#### [Problem to work on]
Keep images out and repeat all data exactly.
** Opening Extracted information block **
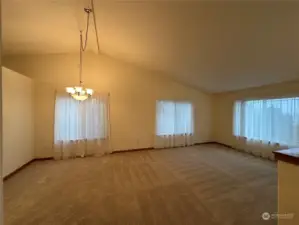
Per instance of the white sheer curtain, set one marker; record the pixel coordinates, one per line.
(174, 124)
(262, 126)
(81, 127)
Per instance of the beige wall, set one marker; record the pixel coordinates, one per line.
(133, 90)
(223, 106)
(18, 125)
(288, 195)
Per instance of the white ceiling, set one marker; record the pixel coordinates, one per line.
(213, 45)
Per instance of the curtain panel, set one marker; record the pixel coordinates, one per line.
(174, 124)
(82, 128)
(263, 126)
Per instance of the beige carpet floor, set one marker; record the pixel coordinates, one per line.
(206, 185)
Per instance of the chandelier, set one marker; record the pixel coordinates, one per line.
(79, 92)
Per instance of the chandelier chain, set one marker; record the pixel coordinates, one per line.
(83, 46)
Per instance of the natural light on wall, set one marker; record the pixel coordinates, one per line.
(268, 120)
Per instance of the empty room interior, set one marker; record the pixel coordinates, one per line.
(150, 112)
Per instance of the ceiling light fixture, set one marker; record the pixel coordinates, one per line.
(81, 93)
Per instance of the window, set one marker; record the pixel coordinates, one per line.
(76, 120)
(271, 120)
(174, 118)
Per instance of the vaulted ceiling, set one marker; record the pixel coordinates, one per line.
(212, 45)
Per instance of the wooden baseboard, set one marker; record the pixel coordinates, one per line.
(132, 150)
(25, 165)
(213, 142)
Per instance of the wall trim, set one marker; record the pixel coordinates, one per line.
(132, 150)
(214, 142)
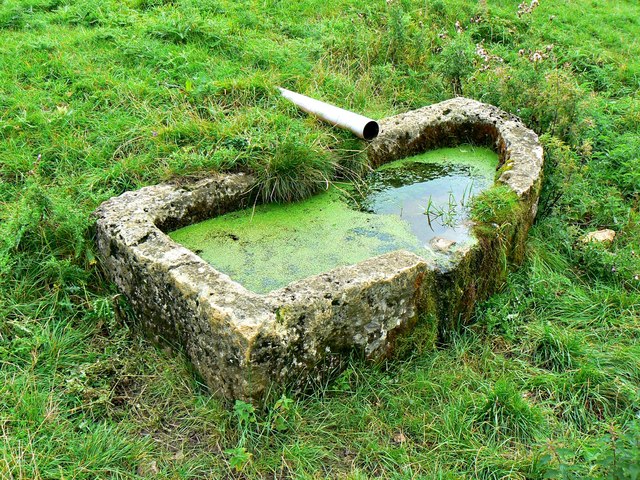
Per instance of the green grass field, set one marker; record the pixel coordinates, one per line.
(99, 97)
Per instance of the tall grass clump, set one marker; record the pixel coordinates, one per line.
(101, 97)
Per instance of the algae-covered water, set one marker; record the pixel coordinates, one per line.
(402, 205)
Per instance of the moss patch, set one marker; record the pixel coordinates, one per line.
(272, 245)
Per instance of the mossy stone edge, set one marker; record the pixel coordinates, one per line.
(245, 345)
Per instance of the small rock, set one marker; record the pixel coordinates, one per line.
(599, 236)
(441, 244)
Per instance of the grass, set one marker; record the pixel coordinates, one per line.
(100, 97)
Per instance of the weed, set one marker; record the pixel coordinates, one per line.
(101, 97)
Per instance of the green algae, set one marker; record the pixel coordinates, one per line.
(271, 245)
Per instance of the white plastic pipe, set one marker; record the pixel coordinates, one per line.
(362, 127)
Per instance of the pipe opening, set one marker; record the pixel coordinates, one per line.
(371, 130)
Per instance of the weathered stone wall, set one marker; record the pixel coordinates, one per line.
(243, 343)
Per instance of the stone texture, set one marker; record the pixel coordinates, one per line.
(242, 343)
(600, 236)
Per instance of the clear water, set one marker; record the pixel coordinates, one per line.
(402, 205)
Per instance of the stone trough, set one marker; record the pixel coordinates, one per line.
(245, 344)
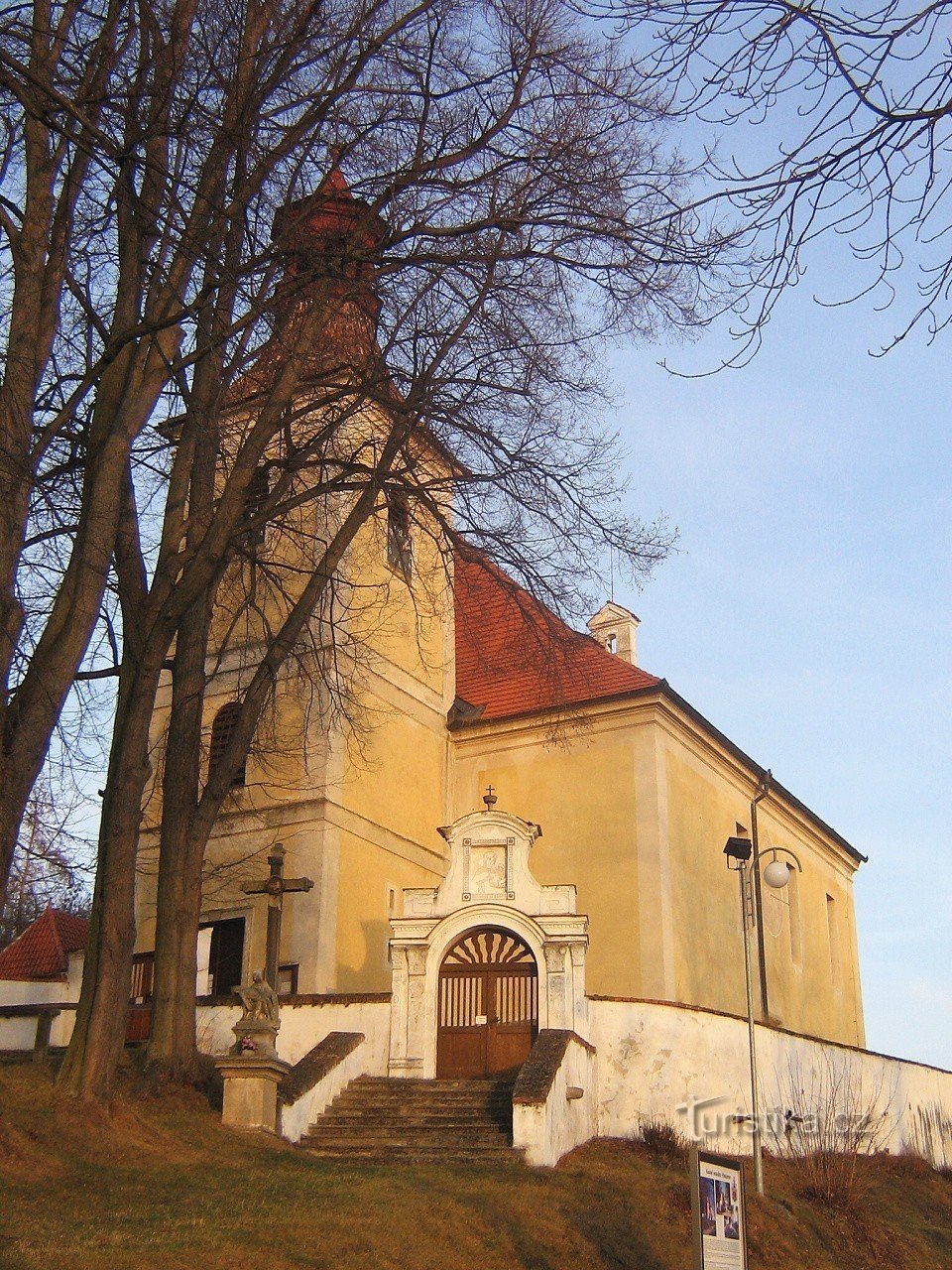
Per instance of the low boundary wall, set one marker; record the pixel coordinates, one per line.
(690, 1069)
** Closing Extracted information block **
#### [Task answer]
Per instance of the white sheer curtain, set one marker; record the pixel coordinates, one per line.
(174, 124)
(262, 126)
(81, 127)
Per instance of the beige wall, set one marker; record the pixel coordinates, one per line.
(133, 90)
(223, 106)
(18, 125)
(288, 195)
Per instance of the white ceiling, set one marker; record the pixel coordinates, one per line.
(213, 45)
Per instance of the curtain panel, set one marker; record the pixel coordinates, one per line.
(174, 124)
(82, 128)
(263, 126)
Per instance of the beige carpet floor, set one marker; record the pixel coordinates, one per line.
(206, 185)
Per instance of the chandelier, set one marker; record the pixel coordinates, one per line.
(79, 92)
Per instance of the chandelier chain, set one marker; record the pixel coordinates, one per line.
(83, 46)
Per instance of the natural light on wall, set one marker; record the pixel coordinates, one per line.
(268, 120)
Per instance of the empty room interior, set one marker; record the pixel coordinates, one per line.
(150, 112)
Per instance of the ceiling light fixture, set one marker; record the pixel coordinates, one per line.
(81, 93)
Per instance of the window, set one marker; record the pixel coordinates, one per line.
(76, 120)
(271, 120)
(174, 118)
Per instance of the vaulted ceiling, set one marker; record the pixel coordinates, one per line.
(212, 45)
Per instance of the wooden baseboard, set one marker; record the pixel coordinates, one per line.
(132, 150)
(25, 165)
(213, 142)
Per instance of the wall trim, set one marker; record the pixel coordinates, one per line.
(132, 150)
(214, 142)
Per instance of the green grass field, set one marker; record the pixel coordinates, one per line.
(99, 97)
Per instance of the tall grass clump, set one marker; record the pixel coordinates, one per line.
(101, 97)
Per instance of the algae-covered water, set one marker; record the pixel coordinates, one per line.
(402, 205)
Per instance of the moss patch, set one marker; record the pixel coordinates, one per line.
(272, 245)
Per instance of the mossy stone edge, set one marker; record the pixel coordinates, one per line.
(245, 345)
Per instance of the small rock, set one marker; record the pixel coordinates, one per line.
(599, 236)
(441, 244)
Per instance of the grass, set one marker; record the pixel coordinates, one per line.
(100, 97)
Per instance of the weed, set one marker; record the pixel coordinates, one per line.
(101, 97)
Per instance of the green algae, set one marker; record the pixel coordinates, one per line.
(271, 245)
Per instance of the white plastic pipe, set one marker; record the pixel coordinates, one per line.
(362, 127)
Per instance of the pipe opening, set one marker; record the pixel coordinates, one per line.
(371, 130)
Per instance of the weathered stone wall, set one marker; record the pixel coordinates, one per line.
(243, 343)
Per instance of the stone texture, set one marker; record the pixel coordinates, one per line.
(242, 343)
(600, 236)
Per instance of the clear water, set one marker; record the pixel coordinates, one per line.
(402, 205)
Per instance of the stone trough, set one marker; record the pixel coordinates, one per line.
(245, 344)
Per instance of the low boundary wall, set one marker; record the pixel coordinates, one per line.
(690, 1069)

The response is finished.